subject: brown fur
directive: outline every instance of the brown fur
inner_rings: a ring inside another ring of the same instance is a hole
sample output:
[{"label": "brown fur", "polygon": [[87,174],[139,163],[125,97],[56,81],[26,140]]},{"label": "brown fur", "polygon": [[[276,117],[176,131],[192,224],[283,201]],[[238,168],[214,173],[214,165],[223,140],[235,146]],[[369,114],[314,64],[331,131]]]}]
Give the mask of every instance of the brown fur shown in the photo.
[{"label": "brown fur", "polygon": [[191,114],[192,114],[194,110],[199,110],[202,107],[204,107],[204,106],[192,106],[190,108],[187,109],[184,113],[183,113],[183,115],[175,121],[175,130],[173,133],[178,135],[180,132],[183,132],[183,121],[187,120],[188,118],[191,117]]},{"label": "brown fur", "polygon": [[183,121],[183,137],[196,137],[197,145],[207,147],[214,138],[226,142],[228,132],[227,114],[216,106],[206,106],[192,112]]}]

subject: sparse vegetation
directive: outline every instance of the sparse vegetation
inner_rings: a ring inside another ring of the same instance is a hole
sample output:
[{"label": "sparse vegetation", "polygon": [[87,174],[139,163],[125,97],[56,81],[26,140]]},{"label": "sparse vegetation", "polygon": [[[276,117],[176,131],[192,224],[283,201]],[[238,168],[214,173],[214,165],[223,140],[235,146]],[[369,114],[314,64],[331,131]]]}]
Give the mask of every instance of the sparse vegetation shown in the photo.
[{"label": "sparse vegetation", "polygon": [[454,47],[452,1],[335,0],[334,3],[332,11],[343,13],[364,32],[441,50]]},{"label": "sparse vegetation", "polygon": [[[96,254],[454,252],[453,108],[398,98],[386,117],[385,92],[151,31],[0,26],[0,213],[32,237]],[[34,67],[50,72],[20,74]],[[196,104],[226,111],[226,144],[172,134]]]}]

------------------------------------------------------------------------

* Stated task:
Convert every line of the entries above into a JSON list of strings, with one string per line and blank lines omitted.

* Complete answer:
[
  "subject: brown fur",
  "directive: outline every instance of the brown fur",
  "inner_rings: a ring inside another ring of the same instance is a hole",
  "sample output:",
  "[{\"label\": \"brown fur\", \"polygon\": [[87,174],[139,163],[125,97],[56,81],[26,140]]},{\"label\": \"brown fur\", \"polygon\": [[[276,117],[176,131],[192,224],[283,201]],[[238,168],[214,173],[214,165],[223,140],[235,146]],[[369,114],[314,64],[331,131]]]}]",
  "Give the mask of every instance of the brown fur shown in the photo.",
  "[{\"label\": \"brown fur\", \"polygon\": [[191,114],[192,114],[194,110],[199,110],[202,107],[204,107],[204,106],[192,106],[190,108],[187,109],[184,113],[183,113],[183,115],[175,121],[175,130],[173,133],[178,135],[180,132],[183,132],[183,121],[187,120],[188,118],[191,117]]},{\"label\": \"brown fur\", \"polygon\": [[183,121],[183,137],[196,137],[197,145],[207,147],[214,138],[226,142],[228,132],[227,114],[216,106],[206,106],[192,112]]}]",
  "subject: sparse vegetation",
  "directive: outline every instance of the sparse vegetation",
  "inner_rings: a ring inside another ring of the same instance is a hole",
  "sample output:",
  "[{\"label\": \"sparse vegetation\", \"polygon\": [[87,174],[139,163],[125,97],[56,81],[26,140]]},{\"label\": \"sparse vegetation\", \"polygon\": [[[276,117],[176,131],[192,224],[283,201]],[[238,168],[214,173],[214,165],[223,140],[235,146]],[[369,114],[314,64],[331,131]]]}]",
  "Give the mask of every instance of the sparse vegetation shown in the photo.",
  "[{\"label\": \"sparse vegetation\", \"polygon\": [[454,47],[452,1],[335,0],[334,3],[332,11],[343,13],[364,32],[441,50]]},{\"label\": \"sparse vegetation\", \"polygon\": [[[96,254],[454,252],[453,108],[398,98],[386,117],[385,92],[151,31],[0,26],[0,213],[32,237]],[[34,67],[50,72],[20,74]],[[196,104],[226,111],[226,144],[172,134]]]}]"
]